Go through the entries below and retype them exactly, omitting each picture.

.....

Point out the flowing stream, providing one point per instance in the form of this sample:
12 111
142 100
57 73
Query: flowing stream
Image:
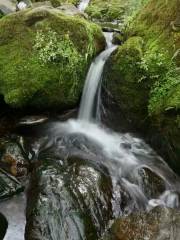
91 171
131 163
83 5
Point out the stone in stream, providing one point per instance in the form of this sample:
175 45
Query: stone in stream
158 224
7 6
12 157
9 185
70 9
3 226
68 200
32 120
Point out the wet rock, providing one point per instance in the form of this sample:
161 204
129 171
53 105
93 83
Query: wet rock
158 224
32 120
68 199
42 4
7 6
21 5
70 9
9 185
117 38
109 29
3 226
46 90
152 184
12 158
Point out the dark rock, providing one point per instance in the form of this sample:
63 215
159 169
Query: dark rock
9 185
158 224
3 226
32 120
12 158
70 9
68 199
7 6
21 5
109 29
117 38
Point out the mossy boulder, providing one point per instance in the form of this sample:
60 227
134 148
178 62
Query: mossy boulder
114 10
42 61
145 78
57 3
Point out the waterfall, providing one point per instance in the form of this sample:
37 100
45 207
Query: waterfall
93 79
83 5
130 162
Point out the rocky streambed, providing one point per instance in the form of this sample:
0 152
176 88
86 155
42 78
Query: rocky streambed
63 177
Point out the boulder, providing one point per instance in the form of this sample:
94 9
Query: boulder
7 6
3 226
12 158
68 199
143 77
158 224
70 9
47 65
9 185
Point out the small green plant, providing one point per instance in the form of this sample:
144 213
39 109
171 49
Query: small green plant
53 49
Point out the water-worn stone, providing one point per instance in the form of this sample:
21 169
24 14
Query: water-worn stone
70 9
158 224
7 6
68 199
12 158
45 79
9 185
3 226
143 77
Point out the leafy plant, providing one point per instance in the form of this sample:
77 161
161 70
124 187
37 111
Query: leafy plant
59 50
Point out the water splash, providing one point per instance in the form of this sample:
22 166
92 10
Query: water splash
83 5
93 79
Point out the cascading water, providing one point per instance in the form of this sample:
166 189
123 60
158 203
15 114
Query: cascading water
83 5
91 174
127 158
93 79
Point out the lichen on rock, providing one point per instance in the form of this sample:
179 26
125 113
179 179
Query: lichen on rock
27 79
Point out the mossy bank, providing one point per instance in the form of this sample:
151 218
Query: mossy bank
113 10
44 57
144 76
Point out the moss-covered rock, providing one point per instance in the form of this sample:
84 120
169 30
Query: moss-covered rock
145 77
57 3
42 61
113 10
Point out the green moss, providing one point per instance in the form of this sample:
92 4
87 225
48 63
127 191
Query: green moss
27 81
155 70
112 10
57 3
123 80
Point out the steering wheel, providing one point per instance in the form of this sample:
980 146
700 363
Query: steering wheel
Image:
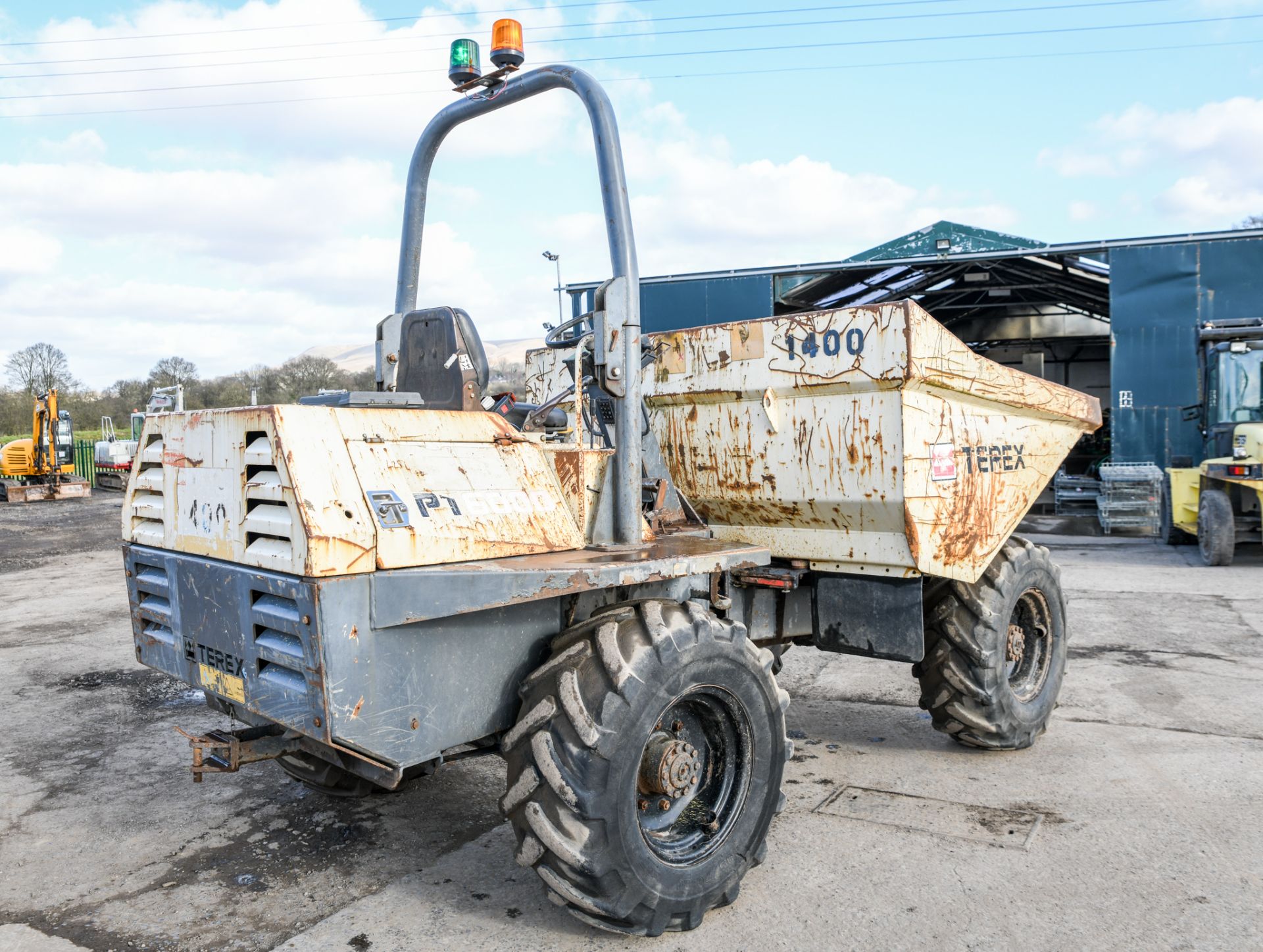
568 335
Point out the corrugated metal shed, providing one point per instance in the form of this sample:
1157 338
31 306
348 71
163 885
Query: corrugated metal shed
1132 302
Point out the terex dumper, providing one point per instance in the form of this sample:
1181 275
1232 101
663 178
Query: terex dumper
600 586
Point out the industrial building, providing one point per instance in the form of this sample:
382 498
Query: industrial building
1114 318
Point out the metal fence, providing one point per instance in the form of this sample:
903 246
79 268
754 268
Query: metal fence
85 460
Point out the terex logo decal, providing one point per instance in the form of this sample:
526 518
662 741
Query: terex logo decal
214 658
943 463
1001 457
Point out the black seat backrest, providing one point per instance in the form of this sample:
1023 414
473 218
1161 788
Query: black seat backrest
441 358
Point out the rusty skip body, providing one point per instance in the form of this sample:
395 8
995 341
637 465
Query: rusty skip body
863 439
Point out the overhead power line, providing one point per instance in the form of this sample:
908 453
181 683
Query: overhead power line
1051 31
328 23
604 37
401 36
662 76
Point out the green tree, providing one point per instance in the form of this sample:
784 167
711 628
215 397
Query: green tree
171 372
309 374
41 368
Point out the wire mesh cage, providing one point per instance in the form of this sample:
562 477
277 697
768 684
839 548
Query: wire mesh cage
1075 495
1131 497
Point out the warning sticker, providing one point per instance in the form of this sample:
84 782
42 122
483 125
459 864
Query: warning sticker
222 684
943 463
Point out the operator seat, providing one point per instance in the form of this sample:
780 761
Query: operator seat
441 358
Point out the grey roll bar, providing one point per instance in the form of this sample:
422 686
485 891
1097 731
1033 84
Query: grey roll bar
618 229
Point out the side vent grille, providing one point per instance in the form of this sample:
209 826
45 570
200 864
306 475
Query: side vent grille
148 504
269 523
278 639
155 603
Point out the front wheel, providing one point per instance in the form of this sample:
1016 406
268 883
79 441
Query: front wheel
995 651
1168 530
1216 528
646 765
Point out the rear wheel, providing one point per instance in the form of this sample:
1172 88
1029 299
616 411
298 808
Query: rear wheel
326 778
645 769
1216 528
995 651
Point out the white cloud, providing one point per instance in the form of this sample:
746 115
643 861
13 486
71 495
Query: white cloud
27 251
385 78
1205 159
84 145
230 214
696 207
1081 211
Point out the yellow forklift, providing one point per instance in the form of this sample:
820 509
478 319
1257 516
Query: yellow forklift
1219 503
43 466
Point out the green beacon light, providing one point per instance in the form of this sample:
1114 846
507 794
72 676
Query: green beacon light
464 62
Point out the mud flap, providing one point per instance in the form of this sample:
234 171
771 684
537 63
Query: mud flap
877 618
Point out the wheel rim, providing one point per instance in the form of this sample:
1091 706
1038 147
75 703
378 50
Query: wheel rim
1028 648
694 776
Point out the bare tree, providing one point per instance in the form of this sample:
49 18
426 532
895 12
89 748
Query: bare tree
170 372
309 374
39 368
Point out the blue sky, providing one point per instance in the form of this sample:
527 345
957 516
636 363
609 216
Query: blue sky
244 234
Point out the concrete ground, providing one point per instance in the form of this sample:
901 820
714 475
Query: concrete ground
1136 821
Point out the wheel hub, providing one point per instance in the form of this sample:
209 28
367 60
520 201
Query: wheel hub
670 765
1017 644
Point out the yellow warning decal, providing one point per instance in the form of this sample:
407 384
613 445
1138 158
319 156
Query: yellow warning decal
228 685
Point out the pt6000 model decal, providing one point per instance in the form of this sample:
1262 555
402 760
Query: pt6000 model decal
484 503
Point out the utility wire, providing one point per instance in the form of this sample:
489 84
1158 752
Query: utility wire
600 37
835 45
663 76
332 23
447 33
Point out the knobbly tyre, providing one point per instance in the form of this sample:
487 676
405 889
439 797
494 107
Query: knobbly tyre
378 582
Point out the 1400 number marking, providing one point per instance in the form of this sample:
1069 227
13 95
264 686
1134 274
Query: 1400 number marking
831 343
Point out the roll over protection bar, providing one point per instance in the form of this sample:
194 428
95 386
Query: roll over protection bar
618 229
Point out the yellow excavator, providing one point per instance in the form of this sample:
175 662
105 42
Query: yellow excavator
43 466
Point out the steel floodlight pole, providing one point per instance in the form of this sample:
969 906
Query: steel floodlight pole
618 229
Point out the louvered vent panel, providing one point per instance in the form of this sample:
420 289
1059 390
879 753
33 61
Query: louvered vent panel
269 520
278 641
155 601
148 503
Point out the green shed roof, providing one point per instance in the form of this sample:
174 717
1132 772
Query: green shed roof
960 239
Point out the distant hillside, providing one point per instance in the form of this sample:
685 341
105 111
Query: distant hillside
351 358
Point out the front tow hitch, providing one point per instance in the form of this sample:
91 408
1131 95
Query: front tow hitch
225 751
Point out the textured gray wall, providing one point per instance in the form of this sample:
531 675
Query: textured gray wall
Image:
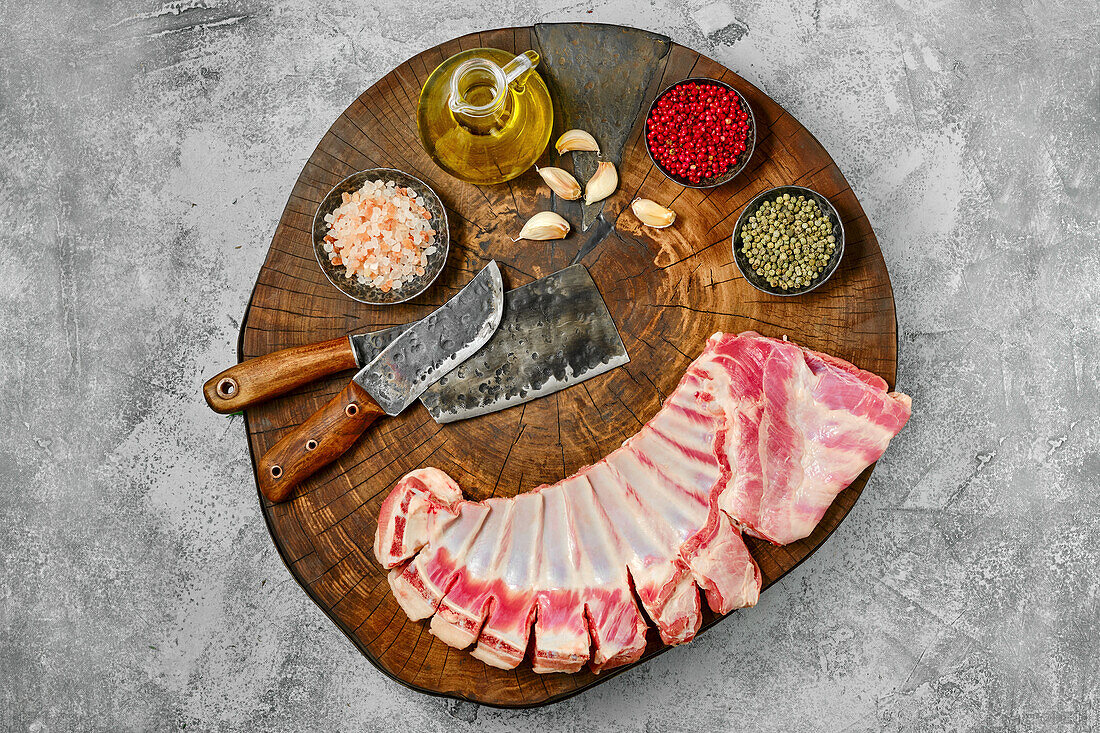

.....

RESULT BELOW:
Point out the flowing stream, providing one point per instance in the form of this sample:
12 111
142 100
57 73
Query: flowing stream
Image:
91 171
131 163
83 5
Point out the stone in stream, providing one point per instance in the form of this sample:
175 45
Query: stone in stream
158 224
7 6
12 157
9 185
70 9
3 226
68 200
32 120
Point out the wet rock, providing one point per instance in the form of this sample:
161 204
129 171
53 105
93 83
Query: wet rock
158 224
32 120
68 199
42 4
7 6
21 5
70 9
9 185
117 38
109 29
3 226
46 90
152 184
12 158
Point out the dark rock, providing one point per instance in the form of this sample:
63 215
159 169
Query: dark rock
9 185
158 224
3 226
32 120
12 158
70 9
68 199
7 6
21 5
109 29
117 38
Point out the mossy boulder, providing one point per instance in the form of this sample:
60 227
134 148
178 62
Query: mossy boulder
114 10
42 61
145 78
57 3
Point out the waterfall, providing one point per instance in the form of this sample:
37 100
45 207
Query: waterfall
93 79
83 5
130 162
Point out the rocky streambed, providing one point per instance in the form of this sample:
0 152
176 88
86 155
42 78
Query: rocky streambed
63 177
Point out the boulder, providing one point per instance in the form of this sample:
94 9
Query: boulder
7 6
3 226
12 158
68 199
143 77
158 224
70 9
47 65
9 185
Point out the small green plant, providing one point per instance in the form of this sample:
144 213
39 109
171 49
Query: small green plant
53 49
Point out the water-worn stone, providing one point per instance in the form of this sample:
21 169
24 14
Query: water-worn stone
70 9
158 224
7 6
68 199
12 158
45 79
9 185
3 226
143 77
Point out the leafy plant, providing one point per instance in the form of this sample:
77 161
161 70
124 187
37 111
Query: leafy plant
59 50
Point out the water splash, providing one point per instance in the form of this sample:
22 166
92 10
Query: water splash
83 5
93 79
Point out the cascading water, providing one point per instance in the form of this sample:
166 189
123 60
158 203
15 114
Query: cascading water
83 5
91 174
127 158
93 79
Point out the lichen on rock, providing one point per instance in the form of this sample:
179 26
125 113
179 179
Query: lichen on rock
27 79
Point out the mossy bank, providing one point per instance in the form of this sample:
151 218
Query: mossy bank
113 10
44 57
144 76
Point out the moss-covered rock, providing one point per instance in the form of this sample:
84 120
169 30
Query: moss-covered rock
145 77
57 3
42 61
113 10
Point out the green moss, providing one point per instance in the form of this sample:
92 4
87 225
48 63
127 191
Query: green moss
27 81
155 70
112 10
57 3
123 80
Point out the steering wheel, providing one point per instance in the form of this sample:
980 146
700 363
Query: steering wheel
Image:
568 335
Point out the corrugated metal shed, providing one point per instance in the form of this sample:
1157 338
31 306
348 71
163 885
Query: corrugated metal shed
1132 302
Point out the terex dumper, providing one point per instance in the form of this sample:
1181 275
1232 101
663 178
Query: terex dumper
600 586
Point out the industrial building, providing one point per instance in the form of this sample:
382 498
Query: industrial building
1114 318
Point out the metal fence, providing one point per instance in the form of this sample:
903 246
79 268
754 268
Query: metal fence
85 460
Point out the terex logo decal, providing one point per instance in the form of this sample:
526 518
662 741
Query: terex logo decal
214 658
943 463
1001 457
Point out the black seat backrest, providing one point per instance in the form of this sample:
1023 414
473 218
1161 788
Query: black seat backrest
441 358
Point out the rusty skip body, providing one point per instance in the form of this sample:
395 8
995 341
637 465
Query: rusty skip body
863 439
Point out the overhead power line, providing one point per instance in the form of this sample:
908 453
181 683
Query: overhead power line
1051 31
328 23
604 37
401 36
662 76
Point out the green tree, providing one point per instance in the form of this sample:
784 167
711 628
215 397
Query: green tree
171 372
309 374
41 368
Point out the wire mesh cage, providing one point per instance in the form of this sample:
562 477
277 697
768 684
839 548
Query: wire mesh cage
1075 495
1131 497
Point out the warning sticker, providing one point per instance in the form of this sample:
84 782
42 122
483 125
459 864
Query: warning sticker
222 684
943 463
Point out the operator seat, providing one point per instance in the form of this sample:
780 761
Query: operator seat
441 358
Point out the grey roll bar, providing one point per instance in the form of this sample:
422 686
485 891
1097 731
1033 84
Query: grey roll bar
618 229
Point out the side vent grille, providing one point per instance in the form of this sample:
209 826
45 570
200 864
306 475
Query: side vent grille
148 504
269 523
278 639
155 603
Point out the front wheel, providing one point per instance in the form of this sample:
1016 406
268 883
79 441
Query: front wheel
995 651
1168 530
1216 528
646 765
Point out the rear wheel, providing one point per instance in the form of this sample:
1172 88
1029 299
616 411
298 808
Query: rear wheel
326 778
645 769
1216 528
995 651
Point out the white cloud, providing one point per instance in the form of this sample:
746 115
643 861
13 486
71 495
Query: white cloud
27 251
385 78
1205 159
84 145
230 214
696 207
1081 211
Point out the yellow forklift, providing one point per instance in the form of this sample:
820 509
478 319
1257 516
Query: yellow forklift
1219 503
43 466
Point out the green beacon light, providing one point per instance in the form of this sample:
1114 846
507 794
72 676
Query: green beacon light
464 62
Point out the mud flap, providing one point per instance in the form of this sample:
234 171
771 684
537 63
Query: mud flap
877 618
Point out the wheel rim, providing one point per instance in the form of this sample:
1091 706
1038 147
75 703
378 50
Query: wheel rim
1028 648
694 776
Point out the bare tree, providing one point per instance in the form of this sample:
49 18
426 532
895 12
89 748
Query: bare tree
170 372
309 374
39 368
Point out the blue sky, providing one point per instance in the form of this sample:
527 345
957 516
636 363
609 216
Query: blue sky
244 234
Point out the concrete ground, providing one point per instance in the form of this sample:
901 820
714 475
Query: concrete ground
1136 821
Point out the wheel hub, providing one point per instance in the form of this sample:
209 28
367 60
520 201
Query: wheel hub
670 765
1017 644
Point out the yellow warning decal, providing one point per instance in the form of this sample:
407 384
613 445
1138 158
319 156
Query: yellow warning decal
228 685
Point out the pt6000 model decal, providing one point per instance in the form of this sample:
1262 555
402 760
Query: pt6000 model decal
484 503
Point out the utility wire, providing one point per instance in the form of this sample:
489 84
1158 752
Query: utility wire
600 37
835 45
663 76
332 23
447 33
Point out the knobbly tyre, providing one point per instance in the form of this sample:
487 676
405 889
439 797
494 107
Query: knobbly tyre
378 582
Point out the 1400 number marking, providing one point per instance in the form of this sample:
1069 227
13 95
264 686
1134 274
Query: 1400 number marking
831 343
Point out the roll over protection bar, providing one point per instance in the form of this sample:
194 428
95 386
Query: roll over protection bar
618 229
Point out the yellow excavator, providing one point per instance in the form of this sample:
175 662
105 42
Query: yellow excavator
43 466
Point out the steel floodlight pole, providing one point per instance in the form of this sample:
969 906
Query: steel floodlight pole
618 229
Point out the louvered vent panel, providing one point per instance in the form of this sample:
420 289
1059 390
879 753
33 61
Query: louvered vent panel
269 520
278 641
155 601
148 503
Point out the green shed roof, providing one point per instance in the form of this sample:
174 717
1132 772
Query: green shed roof
960 239
Point out the distant hillside, providing one point per instance in the form of this sample:
685 341
105 111
Query: distant hillside
351 358
Point out the front tow hitch, providing one point per instance in the form of this sample:
91 408
1131 95
Query: front tow hitch
225 751
Point out the textured gray wall, providing one point per instance in the form of this sample:
531 675
Query: textured gray wall
Image:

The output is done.